## Supplied data
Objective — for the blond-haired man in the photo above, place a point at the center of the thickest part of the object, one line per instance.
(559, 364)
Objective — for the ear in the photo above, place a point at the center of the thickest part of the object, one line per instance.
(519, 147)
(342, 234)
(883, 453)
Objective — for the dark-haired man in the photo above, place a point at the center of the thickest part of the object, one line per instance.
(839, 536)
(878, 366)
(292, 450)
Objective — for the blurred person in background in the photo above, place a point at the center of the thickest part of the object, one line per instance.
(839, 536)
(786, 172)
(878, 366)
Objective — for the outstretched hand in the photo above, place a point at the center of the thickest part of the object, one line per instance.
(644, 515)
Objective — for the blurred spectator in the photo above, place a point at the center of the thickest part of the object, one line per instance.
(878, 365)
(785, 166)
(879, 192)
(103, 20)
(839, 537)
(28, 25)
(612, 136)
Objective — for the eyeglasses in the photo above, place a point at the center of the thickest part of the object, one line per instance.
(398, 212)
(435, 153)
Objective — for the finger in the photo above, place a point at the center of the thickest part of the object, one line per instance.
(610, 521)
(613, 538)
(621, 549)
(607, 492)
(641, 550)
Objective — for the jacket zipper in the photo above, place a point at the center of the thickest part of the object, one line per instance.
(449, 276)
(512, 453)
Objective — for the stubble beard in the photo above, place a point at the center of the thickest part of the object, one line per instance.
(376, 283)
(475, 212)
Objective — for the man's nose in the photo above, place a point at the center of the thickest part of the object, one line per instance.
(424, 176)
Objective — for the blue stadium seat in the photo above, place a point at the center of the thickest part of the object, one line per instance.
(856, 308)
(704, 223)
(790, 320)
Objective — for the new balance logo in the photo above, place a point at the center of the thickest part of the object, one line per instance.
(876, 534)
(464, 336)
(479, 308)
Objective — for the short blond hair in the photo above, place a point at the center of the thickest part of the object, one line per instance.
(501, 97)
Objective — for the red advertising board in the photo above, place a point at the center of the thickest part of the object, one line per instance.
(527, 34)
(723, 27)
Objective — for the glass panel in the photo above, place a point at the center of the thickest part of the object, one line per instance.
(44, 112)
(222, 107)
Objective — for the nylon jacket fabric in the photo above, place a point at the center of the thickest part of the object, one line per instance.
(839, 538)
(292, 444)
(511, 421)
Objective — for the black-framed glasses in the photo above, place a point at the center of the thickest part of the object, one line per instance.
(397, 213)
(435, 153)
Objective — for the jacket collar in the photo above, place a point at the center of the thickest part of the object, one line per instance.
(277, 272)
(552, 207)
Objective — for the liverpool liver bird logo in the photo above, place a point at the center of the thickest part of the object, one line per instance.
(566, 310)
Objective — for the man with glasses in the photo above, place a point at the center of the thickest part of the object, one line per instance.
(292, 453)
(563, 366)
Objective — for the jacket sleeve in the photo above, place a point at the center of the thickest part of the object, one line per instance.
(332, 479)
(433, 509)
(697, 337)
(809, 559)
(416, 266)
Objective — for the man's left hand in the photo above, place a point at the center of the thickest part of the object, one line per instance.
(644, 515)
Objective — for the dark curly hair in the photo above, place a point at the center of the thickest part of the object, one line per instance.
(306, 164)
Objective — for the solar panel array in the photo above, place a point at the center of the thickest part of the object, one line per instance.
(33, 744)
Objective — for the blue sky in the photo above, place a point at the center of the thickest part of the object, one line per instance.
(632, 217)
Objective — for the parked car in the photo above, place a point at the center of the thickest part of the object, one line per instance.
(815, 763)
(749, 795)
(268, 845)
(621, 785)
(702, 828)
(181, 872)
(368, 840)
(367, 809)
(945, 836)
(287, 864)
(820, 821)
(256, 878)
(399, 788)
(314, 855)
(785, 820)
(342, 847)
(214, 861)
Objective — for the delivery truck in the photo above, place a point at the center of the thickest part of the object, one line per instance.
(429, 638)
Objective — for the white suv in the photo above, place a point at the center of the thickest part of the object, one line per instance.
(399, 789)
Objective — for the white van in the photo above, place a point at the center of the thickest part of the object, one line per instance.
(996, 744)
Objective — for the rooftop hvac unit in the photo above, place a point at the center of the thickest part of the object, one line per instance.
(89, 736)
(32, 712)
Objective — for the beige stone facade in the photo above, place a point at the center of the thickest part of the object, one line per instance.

## Written instruction
Reproduce verbatim every line of the records from the one containing "Objective — for the white van" through the end of the records, both ends included.

## The result
Objective — for the white van in the photo above, place a point at the center of the thickest part of the object, one line per instance.
(996, 744)
Objective — for the rooftop hvac unit in the photo above, place a point at the center of the thickest part of the object, one line per instance.
(89, 736)
(32, 712)
Objective — for the beige stone facade in the photo above, place a point at the center of the thickest part of the object, one line per instance.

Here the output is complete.